**Supplied passage:**

|
Introduction to Part 3
Issues in Search Computing
Prior to dwelling into chapters discussing Search Computing in greater detail, we give a birth eye’s view upon its various phases and components, by providing an architectural view of the Search Computing prototyping environment.
Search Computing systems support their users in asking multi-domain queries; for instance, “Where can I attend a DB scientific conference close to a beautiful beach reachable with cheap flights?”. A system decomposes the query into sub-queries (in this case: “Where can I attend a DB scientific conference?”; “which place is close to a beautiful beach?”; “which place is reachable from my home location with cheap flights?”) and maps each sub-query to a domain-expert server (in this cases, calls to servers named “Conference”, “Tourism”, “Low-Cost-Flights”); it then analyzes the query and translates it into an internal format, which then is optimized, thereby yielding to an optimal plan for query execution; plan execution is supported by an execution engine, which submits service calls to services through a service invocation framework, builds the query results by combining the outputs produces by service calls, computes the global rankings of query results, and outputs query results in an order that reflects, although with some approximation, their global ranking.
These transformation steps are performed by the query mapper, query analyzer, query planner, and execution engine, under the responsibility of a query orchestrator that starts query execution and collects query results. Each of the four modules directly accepts user-provided input through suitable interfaces; in this way, prototype implementation in Search Computing can take place bottom-up, by starting with the execution engine, which can execute a given plan, then adding the query planner, which produces the optimal plan for a given internal query, then adding the query analyzer, which reads an abstract queries, checks that the query is legal, and produces an internal query; and finally adding a query mapper, capable to decompose a multi-domain query into several domain-specific queries. In this book we do not address query mapping, while we address the other steps. The Search Computing prototyping architecture is currently well-defined in terms of interactions and of functionalities; prototypes will be delivered throughout the course of the SeCo Project
Services are made available to Search Computing though a standard format, called service mart; by this term we mean an abstraction that masks the different implementation styles of services and is tailored to the specific need of exposing search services – i.e., services whose primary purpose is to produce ranked lists of results. Moreover, service marts offer a classification of service properties (that represent either the call or the result of a service invocation; given output results may represent the ranking values) and a definition of composition patterns allowing to combine service marts.
Search Computing users grossly belong to two categories. End users can only launch predefined applications and submit input to them through forms; expert users may also compose queries in the context of repositories of service marts and of their composition patterns (we say in such cases that users can build liquid queries, where their liquid nature comes from the fact that queries extend upon service marts more or less as stains over surfaces). In both case, however, we expect users to have some experience in data analysis (similar, e.g., to the basic skills required by spreadsheets) and we expect them to use such skills in manipulating results, which are shown in tabular format, and can be dynamically augmented online – we call them liquid results to highlight such dynamic and plastic nature of results, which can be manipulated by means of user controls.
Tools are intended to support three kinds of experts:
- Service designers register data sources in the system through the Service Mart Framework, by either interacting with existing Web services, or by exposing existing data sources, or by wrapping existing Web pages. They play the role of “data providers”.
- Application developers preselect some of the services and configure them so as to turn them into applications; specifically, they build user’s interfaces which either expose to expert users service marts and their connections or expose to end users simple forms accepting typed input. They play the role of “data brokers”.

**Things to do:**
**1.** According to the Search Computing introduction, what role do service designers play?
**2.** Which lines of the records contain the word "blonde"? Display each one, treating uppercase and lowercase as different.
The Search Computing introduction has nothing to do with the records.

**Data to process:**
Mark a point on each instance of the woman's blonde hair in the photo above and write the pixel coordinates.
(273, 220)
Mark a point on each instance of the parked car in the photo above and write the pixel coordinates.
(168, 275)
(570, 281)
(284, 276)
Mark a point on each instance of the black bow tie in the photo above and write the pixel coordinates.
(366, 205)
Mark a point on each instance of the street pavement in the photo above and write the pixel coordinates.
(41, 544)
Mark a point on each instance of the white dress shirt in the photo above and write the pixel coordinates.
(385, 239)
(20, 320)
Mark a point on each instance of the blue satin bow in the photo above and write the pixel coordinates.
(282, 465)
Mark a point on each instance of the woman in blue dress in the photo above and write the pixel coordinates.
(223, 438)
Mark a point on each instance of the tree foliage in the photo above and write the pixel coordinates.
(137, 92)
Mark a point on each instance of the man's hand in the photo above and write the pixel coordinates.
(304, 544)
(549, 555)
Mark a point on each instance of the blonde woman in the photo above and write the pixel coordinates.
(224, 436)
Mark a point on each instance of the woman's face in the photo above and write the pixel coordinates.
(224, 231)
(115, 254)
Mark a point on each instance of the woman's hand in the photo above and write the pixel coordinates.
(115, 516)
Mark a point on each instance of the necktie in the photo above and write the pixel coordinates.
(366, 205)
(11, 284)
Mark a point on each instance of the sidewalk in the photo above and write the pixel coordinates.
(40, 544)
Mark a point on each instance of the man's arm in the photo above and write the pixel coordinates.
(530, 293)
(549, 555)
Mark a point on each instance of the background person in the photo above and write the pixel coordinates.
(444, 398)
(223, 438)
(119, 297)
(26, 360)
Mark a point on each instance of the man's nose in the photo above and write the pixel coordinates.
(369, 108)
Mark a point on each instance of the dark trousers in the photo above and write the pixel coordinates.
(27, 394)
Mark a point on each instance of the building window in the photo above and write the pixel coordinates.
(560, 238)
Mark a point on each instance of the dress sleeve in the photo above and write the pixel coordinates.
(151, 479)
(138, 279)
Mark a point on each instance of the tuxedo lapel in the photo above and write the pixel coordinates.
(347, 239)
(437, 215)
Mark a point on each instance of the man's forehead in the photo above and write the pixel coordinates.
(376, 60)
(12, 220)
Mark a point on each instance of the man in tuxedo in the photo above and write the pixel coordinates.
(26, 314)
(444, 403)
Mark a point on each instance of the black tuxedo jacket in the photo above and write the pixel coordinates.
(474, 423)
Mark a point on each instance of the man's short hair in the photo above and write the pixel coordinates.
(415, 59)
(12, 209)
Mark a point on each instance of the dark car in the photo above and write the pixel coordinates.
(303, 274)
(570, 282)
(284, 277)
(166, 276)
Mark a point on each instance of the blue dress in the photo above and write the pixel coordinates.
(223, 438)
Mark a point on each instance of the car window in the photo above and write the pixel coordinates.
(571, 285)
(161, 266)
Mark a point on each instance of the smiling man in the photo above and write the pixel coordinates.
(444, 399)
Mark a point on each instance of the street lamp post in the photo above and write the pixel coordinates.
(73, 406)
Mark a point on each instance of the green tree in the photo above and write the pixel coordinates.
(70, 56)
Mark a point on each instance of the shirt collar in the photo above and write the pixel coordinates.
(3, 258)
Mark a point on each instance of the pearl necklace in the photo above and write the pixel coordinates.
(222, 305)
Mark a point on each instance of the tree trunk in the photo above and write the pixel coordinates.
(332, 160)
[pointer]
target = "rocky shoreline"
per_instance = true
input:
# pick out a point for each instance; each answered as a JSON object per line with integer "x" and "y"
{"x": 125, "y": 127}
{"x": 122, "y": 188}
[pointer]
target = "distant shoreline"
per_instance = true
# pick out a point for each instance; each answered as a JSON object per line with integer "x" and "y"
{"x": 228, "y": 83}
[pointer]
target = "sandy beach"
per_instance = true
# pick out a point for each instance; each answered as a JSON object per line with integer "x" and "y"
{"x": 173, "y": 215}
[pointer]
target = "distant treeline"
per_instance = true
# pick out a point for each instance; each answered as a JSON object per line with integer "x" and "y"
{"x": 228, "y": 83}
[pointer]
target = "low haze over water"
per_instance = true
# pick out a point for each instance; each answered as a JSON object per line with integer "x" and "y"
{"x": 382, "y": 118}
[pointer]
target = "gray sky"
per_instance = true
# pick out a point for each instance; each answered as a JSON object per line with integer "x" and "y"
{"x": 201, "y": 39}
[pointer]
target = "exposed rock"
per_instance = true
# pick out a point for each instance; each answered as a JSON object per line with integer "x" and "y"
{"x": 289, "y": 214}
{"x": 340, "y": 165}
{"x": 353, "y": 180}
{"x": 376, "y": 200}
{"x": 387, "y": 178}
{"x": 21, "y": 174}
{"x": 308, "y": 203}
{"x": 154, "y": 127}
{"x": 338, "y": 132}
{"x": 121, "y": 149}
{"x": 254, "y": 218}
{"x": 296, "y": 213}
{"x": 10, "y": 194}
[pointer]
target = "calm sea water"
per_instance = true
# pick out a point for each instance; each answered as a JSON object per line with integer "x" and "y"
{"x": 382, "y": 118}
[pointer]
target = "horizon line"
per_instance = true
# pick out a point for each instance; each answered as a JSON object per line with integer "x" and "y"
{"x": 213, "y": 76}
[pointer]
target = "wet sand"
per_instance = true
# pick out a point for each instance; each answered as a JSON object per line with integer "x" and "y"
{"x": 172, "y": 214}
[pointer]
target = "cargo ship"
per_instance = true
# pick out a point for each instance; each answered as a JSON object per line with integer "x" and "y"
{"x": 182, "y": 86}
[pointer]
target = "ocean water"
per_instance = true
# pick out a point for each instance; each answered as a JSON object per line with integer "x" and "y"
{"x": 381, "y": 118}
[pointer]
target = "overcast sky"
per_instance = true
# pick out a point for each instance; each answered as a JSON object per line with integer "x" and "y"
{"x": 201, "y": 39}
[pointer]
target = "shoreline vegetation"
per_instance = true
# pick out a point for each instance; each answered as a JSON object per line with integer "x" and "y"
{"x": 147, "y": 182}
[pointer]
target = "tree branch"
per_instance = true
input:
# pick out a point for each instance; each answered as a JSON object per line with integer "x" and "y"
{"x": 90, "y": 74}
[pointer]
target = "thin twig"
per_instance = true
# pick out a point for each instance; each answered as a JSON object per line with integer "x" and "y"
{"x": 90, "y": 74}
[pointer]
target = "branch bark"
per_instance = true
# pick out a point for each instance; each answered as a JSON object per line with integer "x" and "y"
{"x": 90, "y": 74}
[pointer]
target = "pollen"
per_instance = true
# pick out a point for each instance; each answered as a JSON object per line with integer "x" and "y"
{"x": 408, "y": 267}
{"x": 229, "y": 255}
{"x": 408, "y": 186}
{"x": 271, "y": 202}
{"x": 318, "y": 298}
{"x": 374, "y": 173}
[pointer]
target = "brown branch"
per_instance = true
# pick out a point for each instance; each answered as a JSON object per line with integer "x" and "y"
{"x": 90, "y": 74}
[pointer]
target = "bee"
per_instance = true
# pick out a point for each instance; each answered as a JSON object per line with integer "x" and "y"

**Problem solutions:**
**1.** They play the role of "data providers."

**2.**
Mark a point on each instance of the woman's blonde hair in the photo above and write the pixel coordinates.
Mark a point on each instance of the blonde woman in the photo above and write the pixel coordinates.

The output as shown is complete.